***** SOURCE RECORDS *****

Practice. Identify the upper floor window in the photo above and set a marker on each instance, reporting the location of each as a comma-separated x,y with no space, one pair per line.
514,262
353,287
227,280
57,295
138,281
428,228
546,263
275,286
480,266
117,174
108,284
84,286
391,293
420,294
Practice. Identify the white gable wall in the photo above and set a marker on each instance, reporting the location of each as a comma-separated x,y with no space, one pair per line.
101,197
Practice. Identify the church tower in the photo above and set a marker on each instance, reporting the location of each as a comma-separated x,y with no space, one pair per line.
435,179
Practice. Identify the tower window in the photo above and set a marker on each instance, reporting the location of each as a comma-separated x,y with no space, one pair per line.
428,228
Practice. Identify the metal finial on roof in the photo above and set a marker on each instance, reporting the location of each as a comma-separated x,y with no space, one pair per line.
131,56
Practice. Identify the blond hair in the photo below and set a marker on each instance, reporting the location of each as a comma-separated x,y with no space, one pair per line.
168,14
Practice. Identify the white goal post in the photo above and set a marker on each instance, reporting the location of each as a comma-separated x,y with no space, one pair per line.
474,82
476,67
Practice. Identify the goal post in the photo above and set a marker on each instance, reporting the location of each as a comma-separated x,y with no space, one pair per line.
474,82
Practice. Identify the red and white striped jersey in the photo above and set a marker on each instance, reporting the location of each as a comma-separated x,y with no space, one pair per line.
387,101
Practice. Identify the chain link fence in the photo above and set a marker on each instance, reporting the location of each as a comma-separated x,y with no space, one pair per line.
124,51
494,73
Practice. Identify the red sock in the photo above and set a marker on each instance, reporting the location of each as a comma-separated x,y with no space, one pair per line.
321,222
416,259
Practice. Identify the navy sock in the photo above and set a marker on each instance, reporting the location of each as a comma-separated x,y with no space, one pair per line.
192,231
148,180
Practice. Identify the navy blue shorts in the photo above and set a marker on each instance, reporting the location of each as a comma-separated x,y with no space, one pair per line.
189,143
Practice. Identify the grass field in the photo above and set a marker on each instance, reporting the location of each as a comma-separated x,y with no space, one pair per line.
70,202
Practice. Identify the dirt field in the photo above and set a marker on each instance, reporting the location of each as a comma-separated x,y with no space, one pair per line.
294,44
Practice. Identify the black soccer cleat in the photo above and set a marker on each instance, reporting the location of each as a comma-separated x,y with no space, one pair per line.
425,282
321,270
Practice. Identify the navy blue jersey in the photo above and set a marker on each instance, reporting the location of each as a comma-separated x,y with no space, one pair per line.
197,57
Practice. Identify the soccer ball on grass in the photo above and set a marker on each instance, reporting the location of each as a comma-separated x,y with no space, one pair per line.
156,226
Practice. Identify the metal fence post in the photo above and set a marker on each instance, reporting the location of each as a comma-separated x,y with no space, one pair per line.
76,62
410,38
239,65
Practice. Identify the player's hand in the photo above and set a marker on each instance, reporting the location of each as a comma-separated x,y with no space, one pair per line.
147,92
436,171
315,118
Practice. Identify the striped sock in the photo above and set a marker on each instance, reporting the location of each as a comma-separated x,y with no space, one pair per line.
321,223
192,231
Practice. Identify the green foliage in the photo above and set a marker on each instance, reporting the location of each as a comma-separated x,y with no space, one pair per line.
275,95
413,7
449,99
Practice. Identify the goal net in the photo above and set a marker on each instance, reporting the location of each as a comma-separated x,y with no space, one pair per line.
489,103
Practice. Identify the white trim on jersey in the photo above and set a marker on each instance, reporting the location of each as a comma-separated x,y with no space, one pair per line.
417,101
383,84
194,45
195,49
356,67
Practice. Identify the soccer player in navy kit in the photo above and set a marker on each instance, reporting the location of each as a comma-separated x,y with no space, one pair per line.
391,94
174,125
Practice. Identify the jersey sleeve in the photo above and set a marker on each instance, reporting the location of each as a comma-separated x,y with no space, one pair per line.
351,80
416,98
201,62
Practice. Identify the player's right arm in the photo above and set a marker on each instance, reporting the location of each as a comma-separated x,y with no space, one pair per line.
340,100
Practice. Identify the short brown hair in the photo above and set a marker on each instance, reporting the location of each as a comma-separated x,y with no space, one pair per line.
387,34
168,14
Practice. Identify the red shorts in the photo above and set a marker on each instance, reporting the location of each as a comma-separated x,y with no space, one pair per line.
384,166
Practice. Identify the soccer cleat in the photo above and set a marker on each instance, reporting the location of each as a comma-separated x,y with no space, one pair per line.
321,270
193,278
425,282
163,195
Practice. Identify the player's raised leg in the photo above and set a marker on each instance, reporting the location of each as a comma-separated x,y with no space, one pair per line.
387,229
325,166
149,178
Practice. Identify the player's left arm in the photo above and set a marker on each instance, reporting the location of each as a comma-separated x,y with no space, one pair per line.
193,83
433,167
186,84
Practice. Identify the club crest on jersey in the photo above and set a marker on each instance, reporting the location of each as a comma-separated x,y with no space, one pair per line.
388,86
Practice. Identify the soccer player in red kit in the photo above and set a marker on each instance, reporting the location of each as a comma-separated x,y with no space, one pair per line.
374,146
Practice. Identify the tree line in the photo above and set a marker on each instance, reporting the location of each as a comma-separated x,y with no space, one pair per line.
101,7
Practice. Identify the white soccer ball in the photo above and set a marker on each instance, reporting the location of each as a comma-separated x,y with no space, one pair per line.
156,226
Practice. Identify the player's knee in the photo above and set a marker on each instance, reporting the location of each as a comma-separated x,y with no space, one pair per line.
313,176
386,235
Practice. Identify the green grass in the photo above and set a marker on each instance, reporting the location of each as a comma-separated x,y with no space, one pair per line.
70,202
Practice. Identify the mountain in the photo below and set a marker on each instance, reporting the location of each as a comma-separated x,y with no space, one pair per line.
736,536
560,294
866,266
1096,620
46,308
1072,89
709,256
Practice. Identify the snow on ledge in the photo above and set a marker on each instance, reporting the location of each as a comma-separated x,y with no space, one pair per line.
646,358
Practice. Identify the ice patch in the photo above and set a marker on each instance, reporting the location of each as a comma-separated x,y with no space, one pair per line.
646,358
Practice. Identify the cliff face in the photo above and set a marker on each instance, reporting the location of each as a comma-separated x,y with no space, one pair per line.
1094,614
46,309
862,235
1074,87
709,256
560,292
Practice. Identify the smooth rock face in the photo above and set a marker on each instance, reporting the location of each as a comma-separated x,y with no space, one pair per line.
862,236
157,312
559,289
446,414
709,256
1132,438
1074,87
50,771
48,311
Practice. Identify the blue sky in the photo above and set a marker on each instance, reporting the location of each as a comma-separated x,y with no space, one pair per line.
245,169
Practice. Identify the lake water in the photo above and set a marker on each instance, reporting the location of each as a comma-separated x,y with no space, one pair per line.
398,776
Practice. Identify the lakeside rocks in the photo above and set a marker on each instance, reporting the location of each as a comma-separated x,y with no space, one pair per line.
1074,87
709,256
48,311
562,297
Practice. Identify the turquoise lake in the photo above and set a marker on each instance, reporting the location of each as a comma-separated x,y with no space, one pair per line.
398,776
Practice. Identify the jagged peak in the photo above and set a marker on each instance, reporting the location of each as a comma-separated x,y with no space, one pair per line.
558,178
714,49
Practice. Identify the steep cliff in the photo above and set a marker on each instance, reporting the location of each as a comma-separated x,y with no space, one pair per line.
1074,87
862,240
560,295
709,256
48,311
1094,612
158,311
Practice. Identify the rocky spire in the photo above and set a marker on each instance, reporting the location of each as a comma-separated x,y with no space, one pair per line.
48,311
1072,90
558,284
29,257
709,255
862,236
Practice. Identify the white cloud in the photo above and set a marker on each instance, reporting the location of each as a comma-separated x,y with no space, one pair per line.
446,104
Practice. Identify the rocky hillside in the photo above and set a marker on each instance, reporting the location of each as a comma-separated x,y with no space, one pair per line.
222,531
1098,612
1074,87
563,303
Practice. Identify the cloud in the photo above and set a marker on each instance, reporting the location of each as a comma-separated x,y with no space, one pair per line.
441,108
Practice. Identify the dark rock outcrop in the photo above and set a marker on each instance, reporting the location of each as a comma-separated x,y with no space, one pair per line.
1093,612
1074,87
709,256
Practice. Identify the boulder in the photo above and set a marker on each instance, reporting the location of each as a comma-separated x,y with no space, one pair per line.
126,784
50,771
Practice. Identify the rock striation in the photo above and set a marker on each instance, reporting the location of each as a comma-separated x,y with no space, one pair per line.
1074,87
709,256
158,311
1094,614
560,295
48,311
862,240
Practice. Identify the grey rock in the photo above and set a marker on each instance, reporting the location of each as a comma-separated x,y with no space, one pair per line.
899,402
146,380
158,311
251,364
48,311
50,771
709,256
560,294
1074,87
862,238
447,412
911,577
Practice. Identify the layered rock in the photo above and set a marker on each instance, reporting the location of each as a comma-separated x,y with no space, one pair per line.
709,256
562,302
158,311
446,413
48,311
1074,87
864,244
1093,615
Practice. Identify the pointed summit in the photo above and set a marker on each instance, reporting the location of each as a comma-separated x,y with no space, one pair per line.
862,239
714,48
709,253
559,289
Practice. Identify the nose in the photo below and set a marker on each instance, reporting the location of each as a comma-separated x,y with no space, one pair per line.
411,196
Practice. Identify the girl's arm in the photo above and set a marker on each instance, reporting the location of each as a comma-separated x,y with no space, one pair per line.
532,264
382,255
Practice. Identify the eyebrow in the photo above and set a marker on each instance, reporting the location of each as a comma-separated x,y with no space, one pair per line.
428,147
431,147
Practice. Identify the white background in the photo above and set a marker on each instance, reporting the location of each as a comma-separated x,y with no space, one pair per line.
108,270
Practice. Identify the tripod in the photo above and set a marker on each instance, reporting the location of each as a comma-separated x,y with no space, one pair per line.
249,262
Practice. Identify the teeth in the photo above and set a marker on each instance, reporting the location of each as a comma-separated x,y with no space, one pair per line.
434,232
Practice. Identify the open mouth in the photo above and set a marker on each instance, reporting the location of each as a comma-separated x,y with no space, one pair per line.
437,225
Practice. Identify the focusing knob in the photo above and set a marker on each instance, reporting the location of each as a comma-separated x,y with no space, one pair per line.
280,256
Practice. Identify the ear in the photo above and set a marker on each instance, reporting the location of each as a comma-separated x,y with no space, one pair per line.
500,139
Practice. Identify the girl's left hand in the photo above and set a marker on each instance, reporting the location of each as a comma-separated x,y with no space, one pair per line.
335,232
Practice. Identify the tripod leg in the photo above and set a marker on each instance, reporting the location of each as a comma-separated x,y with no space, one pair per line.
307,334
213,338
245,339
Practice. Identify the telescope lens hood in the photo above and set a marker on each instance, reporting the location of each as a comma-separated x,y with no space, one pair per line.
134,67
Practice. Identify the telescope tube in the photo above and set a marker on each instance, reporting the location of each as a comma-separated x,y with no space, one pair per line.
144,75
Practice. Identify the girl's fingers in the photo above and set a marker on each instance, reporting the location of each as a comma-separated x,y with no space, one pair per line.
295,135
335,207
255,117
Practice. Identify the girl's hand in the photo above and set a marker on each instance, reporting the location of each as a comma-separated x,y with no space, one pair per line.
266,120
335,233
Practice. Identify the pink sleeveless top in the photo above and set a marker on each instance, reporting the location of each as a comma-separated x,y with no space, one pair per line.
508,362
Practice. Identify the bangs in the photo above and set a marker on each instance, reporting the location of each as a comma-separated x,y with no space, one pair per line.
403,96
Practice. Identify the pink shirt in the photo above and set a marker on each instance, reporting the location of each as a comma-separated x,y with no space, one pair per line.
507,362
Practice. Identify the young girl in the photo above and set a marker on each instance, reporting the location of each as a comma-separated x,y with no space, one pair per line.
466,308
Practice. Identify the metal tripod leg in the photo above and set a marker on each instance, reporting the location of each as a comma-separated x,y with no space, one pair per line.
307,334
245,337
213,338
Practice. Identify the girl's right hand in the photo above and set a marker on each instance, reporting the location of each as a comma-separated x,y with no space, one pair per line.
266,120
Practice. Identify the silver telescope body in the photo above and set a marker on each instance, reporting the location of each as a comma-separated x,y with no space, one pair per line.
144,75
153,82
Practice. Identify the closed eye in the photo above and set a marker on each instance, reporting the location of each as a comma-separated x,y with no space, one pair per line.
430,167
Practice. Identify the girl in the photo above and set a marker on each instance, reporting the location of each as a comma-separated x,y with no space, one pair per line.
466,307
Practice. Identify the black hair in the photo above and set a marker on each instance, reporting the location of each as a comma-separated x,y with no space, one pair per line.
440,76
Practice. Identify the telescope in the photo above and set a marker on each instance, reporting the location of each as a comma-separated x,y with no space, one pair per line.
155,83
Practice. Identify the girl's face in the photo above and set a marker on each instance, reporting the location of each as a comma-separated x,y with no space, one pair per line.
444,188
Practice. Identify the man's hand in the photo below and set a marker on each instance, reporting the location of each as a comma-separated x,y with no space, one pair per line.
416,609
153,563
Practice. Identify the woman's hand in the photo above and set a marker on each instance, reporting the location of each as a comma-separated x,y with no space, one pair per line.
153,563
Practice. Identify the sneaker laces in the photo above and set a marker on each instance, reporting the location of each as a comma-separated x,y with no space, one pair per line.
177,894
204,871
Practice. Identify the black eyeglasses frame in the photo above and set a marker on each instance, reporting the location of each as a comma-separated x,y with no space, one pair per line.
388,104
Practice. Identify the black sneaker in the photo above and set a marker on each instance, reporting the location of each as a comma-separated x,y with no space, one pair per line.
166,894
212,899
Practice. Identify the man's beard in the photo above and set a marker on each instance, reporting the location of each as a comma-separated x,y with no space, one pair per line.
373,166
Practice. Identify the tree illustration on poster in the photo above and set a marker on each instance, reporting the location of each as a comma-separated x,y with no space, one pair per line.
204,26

*****

● **WHAT THE TASK REQUIRES**
Above are the records; copy exactly the lines from the one with "Practice. Identify the black eyeglasses" through the final line.

● **TASK OUTPUT**
Practice. Identify the black eyeglasses frame in the photo above and set a marker on each instance, reporting the location of each as a comma-separated x,y with no space, one pair per line.
388,104
Practice. Identify the black sneaker in the photo above and set a marker on each instance, reporting the location of each as a comma-separated x,y with no space, one pair per line.
166,894
212,899
Practice. Identify the man's beard in the photo above and set a marker on each instance, reporting the location of each as a comma-separated x,y with no space, one pair per line.
373,166
Practice. Identify the tree illustration on poster in the photo above and set a marker on each instance, reporting the location of each as a comma-separated x,y with no space, one pair per line.
204,26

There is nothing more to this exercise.